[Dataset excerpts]
★ ★ ★ ★ ★

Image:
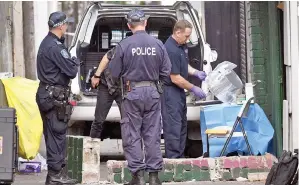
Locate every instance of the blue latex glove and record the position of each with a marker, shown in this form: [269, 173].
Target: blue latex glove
[200, 74]
[198, 92]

★ ★ ★ ★ ★

> EXERCISE: Print exactly the lines that run from the line containing "Locate every instance" to the end of the data, both ends included.

> SOLUTION FOR THIS PROBLEM:
Locate every instance of the blue latex glove and record the position of each with a marker, shown in this form: [269, 173].
Target: blue latex glove
[200, 74]
[198, 92]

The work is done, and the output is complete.